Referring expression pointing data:
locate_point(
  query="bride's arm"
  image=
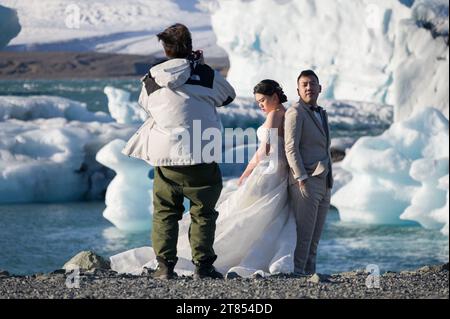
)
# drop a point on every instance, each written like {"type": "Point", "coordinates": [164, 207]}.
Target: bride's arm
{"type": "Point", "coordinates": [263, 149]}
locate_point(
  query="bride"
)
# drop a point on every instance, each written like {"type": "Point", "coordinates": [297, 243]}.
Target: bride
{"type": "Point", "coordinates": [255, 230]}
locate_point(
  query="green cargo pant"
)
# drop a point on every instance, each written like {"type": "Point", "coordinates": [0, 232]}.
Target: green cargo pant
{"type": "Point", "coordinates": [201, 184]}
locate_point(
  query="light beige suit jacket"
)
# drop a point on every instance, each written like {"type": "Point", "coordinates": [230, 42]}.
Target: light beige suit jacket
{"type": "Point", "coordinates": [307, 143]}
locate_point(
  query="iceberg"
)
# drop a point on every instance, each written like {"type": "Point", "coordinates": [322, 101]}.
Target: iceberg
{"type": "Point", "coordinates": [128, 198]}
{"type": "Point", "coordinates": [384, 52]}
{"type": "Point", "coordinates": [378, 52]}
{"type": "Point", "coordinates": [9, 26]}
{"type": "Point", "coordinates": [399, 176]}
{"type": "Point", "coordinates": [48, 147]}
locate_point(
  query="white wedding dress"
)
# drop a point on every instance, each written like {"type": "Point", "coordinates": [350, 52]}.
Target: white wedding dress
{"type": "Point", "coordinates": [255, 232]}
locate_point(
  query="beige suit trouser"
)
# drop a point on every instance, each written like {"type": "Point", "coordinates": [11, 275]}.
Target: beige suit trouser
{"type": "Point", "coordinates": [310, 205]}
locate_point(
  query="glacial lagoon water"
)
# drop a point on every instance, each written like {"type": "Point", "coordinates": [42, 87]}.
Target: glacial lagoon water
{"type": "Point", "coordinates": [42, 237]}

(YOUR GOAL): Which lines of the data include the string "like"? Find them and copy each one.

(THE COMPLETED TASK):
# drop a point on every instance, each written like {"type": "Point", "coordinates": [164, 207]}.
# drop a point on every instance, each written like {"type": "Point", "coordinates": [297, 243]}.
# drop a point on every instance, each written like {"type": "Point", "coordinates": [0, 232]}.
# drop a point on every instance, each written like {"type": "Point", "coordinates": [230, 42]}.
# drop a point on every instance, each written like {"type": "Point", "coordinates": [322, 101]}.
# drop a point on every instance, each written like {"type": "Point", "coordinates": [350, 52]}.
# drop a point on every instance, each written like {"type": "Point", "coordinates": [11, 275]}.
# drop a point on every instance, each written like {"type": "Point", "coordinates": [42, 87]}.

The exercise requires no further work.